### AUFGABEN
[a] Gib für jede Aussage an, ob sie mit dem Auszug zum BGH-Urteil übereinstimmt: (i) Das Urteil betrifft den Bereich Wohnungseigentum. (ii) Das Urteil trägt das Aktenzeichen V ZR 215/21. (iii) Es geht unter anderem um die Möglichkeit, eine bereits erhobene Zahlungsklage für erledigt zu erklären. Antworte jeweils mit Ja oder Nein und zitiere die entscheidenden Worte des Auszugs wörtlich.
[b] Schreibe den Auszug zum BGH-Urteil über Wohnungseigentum im Anschluss an seinen letzten Satz weiter.

### VORLIEGENDER AUSZUG
· · · · ·

Der BGH hat mit seinem Urteil vom 16. Juli 2023 – V ZR 251/21 eine wegweisende Entscheidung im Bereich Wohnungseigentum gefällt. Insbesondere für Verwalter, die mit der Herausforderung konfrontiert sind, Abrechnungen in Folger einer erfolgreicher Beschlussanfechtung zu korrigieren, bringt dieses Urteil Klarheit. Insbesondere geht es um die Forderungen aus der Jahresabrechnung und die Möglichkeit, eine bereits erhobene Zahlungsklage für erledigt zu erklären.

· · · · ·

### BEREITGESTELLTE DATEN
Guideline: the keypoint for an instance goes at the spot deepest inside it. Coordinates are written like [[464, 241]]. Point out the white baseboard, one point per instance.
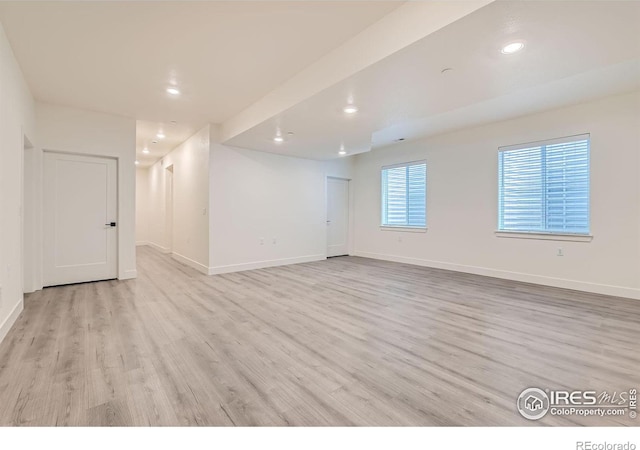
[[190, 262], [158, 247], [11, 319], [128, 274], [605, 289], [263, 264]]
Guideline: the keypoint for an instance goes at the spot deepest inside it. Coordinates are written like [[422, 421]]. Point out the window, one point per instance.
[[404, 195], [544, 187]]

· · · · ·

### LÖSUNGEN
[a]
(i) Ja – „eine wegweisende Entscheidung im Bereich Wohnungseigentum gefällt“
(ii) Nein – „V ZR 251/21“
(iii) Ja – „die Möglichkeit, eine bereits erhobene Zahlungsklage für erledigt zu erklären“

[b]
Leitsätze des Urteils:
WEG § 18 Abs. 2, § 28 Abs. 2
Wird ein der Jahresabrechnung zugrunde liegender Beschluss über eine von dem Gesetz oder einer Vereinbarung abweichende Kostenverteilung rechtskräftig für ungültig erklärt, ist die Gemeinschaft der Wohnungseigentümer zu der Erstellung einer korrigierten Jahresabrechnung verpflichtet und kann jeder Wohnungseigentümer eine solche verlangen; über die Einforderung von Nachschüssen oder die Anpassung der beschlossenen Vorschüsse haben die Wohnungseigentümer auf der Grundlage der korrigierten Abrechnung neu zu beschließen (Fortführung von Senat, Urteil vom 10. Juli 2020 – V ZR 178/19, WuM 2020, 595 Rn. 23 ff.).
WEG § 28 Abs. 2; BGB § 242 D
a) Wird ein Beschluss über eine abweichende Kostenverteilung, der einer bereits beschlossenen Jahresabrechnung zugrunde liegt, rechtskräftig für ungültig erklärt, muss die Gemeinschaft der Wohnungseigentümer nach Treu und Glauben von der weiteren Durchsetzung der Nachschussforderungen aus der Jahresabrechnung absehen.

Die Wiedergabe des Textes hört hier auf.